In the entries that follow, identify the line containing "[find] the wood slat" and return it together with all later lines, exactly as they appear.

— Start LISTED ENTRIES —

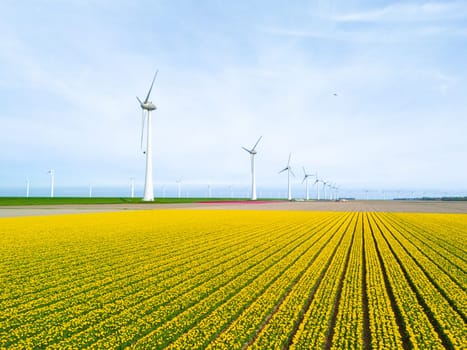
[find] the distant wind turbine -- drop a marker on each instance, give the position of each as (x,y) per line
(52,181)
(305,179)
(253,177)
(288,168)
(146,107)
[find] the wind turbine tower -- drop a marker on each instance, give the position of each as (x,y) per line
(305,179)
(52,182)
(179,188)
(317,186)
(253,177)
(132,187)
(147,107)
(288,168)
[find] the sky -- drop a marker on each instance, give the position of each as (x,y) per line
(369,94)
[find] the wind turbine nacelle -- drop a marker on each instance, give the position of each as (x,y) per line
(149,106)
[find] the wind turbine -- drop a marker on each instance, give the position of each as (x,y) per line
(132,187)
(305,179)
(147,106)
(288,168)
(52,180)
(253,177)
(317,186)
(179,188)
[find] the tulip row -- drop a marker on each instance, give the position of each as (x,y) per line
(313,331)
(183,279)
(444,318)
(348,329)
(279,329)
(180,329)
(417,326)
(448,265)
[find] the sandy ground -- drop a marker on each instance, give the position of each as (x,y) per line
(360,206)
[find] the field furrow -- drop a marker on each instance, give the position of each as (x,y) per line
(233,279)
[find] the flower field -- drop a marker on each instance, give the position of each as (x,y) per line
(232,279)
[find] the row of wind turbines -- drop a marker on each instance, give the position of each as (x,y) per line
(147,107)
(332,186)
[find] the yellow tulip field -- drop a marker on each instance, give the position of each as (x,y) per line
(233,279)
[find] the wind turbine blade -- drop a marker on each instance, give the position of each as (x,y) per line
(149,92)
(256,144)
(142,129)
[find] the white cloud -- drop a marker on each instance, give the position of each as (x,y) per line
(408,12)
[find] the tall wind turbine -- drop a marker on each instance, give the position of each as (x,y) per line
(132,187)
(288,168)
(305,179)
(179,188)
(317,186)
(52,182)
(253,177)
(146,107)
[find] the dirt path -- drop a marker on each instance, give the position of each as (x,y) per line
(359,206)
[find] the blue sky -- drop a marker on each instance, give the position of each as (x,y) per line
(230,71)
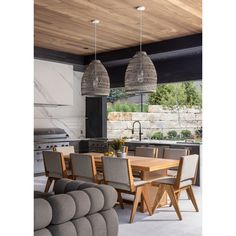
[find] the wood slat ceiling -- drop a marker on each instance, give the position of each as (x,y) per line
(65,25)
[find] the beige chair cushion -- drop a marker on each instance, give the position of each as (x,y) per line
(189,167)
(145,152)
(66,151)
(52,162)
(139,182)
(82,166)
(172,173)
(174,153)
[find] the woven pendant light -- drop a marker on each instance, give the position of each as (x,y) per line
(140,75)
(95,80)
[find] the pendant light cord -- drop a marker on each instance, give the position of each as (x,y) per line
(141,30)
(95,43)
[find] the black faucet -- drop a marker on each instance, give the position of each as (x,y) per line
(140,129)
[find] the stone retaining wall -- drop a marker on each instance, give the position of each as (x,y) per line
(119,124)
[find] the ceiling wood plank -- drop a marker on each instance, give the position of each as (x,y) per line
(65,25)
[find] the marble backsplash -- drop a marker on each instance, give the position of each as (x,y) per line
(69,118)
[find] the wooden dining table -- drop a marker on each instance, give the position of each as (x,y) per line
(149,169)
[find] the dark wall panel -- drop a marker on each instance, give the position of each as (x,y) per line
(96,117)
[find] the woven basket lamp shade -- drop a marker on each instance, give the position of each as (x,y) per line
(95,81)
(140,75)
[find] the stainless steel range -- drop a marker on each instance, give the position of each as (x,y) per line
(47,139)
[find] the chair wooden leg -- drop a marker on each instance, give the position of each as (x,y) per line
(192,197)
(48,184)
(120,200)
(135,203)
(146,199)
(159,195)
(177,198)
(172,196)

— End LISTED ENTRIES —

#### ANSWER FOR THE TASK:
[find] the wood slat ceiling -- drop a marker on each instance, give the position of each as (x,y) per line
(65,25)
[find] the beige chair cushion -- drop a marker on each instance, give the position of each as (x,y) per line
(189,167)
(145,152)
(66,151)
(52,162)
(139,182)
(82,166)
(172,173)
(174,153)
[find] the woven pendant light -- drop a marker on each instance, give the position of each as (x,y) per line
(140,75)
(95,80)
[find] the pendant light cord -- drop a marker on each instance, give the position of each as (x,y) per line
(141,30)
(95,43)
[find] the black faucet -- drop a marker on each instance, give the position of each as (x,y) per line
(140,129)
[find] the stone retaining wall -- drop a marker on each instance, give the position of each as (x,y) per line
(119,124)
[find] the ceiling wood plank -- drop a marker on each instance, give the position of each as (x,y) per line
(65,25)
[find] the marble backsplash -- drop a marker on each instance, give the position of each as (x,y) per line
(69,118)
[find] the wooden dining table -- drop a marker on each instance, give the position of each as (x,y) per line
(149,169)
[find] the dark wall panel -- drop a marker on each instance, give the position of each as (x,y) per line
(96,117)
[find] the woven basket lamp shade -- drop a marker on each instance, give the position of each as (x,y) per line
(95,81)
(140,75)
[find] the stainless steel range -- drop a marker on each instance, give the position of each as (x,y) per line
(47,139)
[find] the chair wooden leg -- drop a marker on each instance, give the position of each as (x,y) per line
(192,197)
(48,184)
(120,200)
(135,203)
(146,199)
(159,195)
(177,198)
(172,196)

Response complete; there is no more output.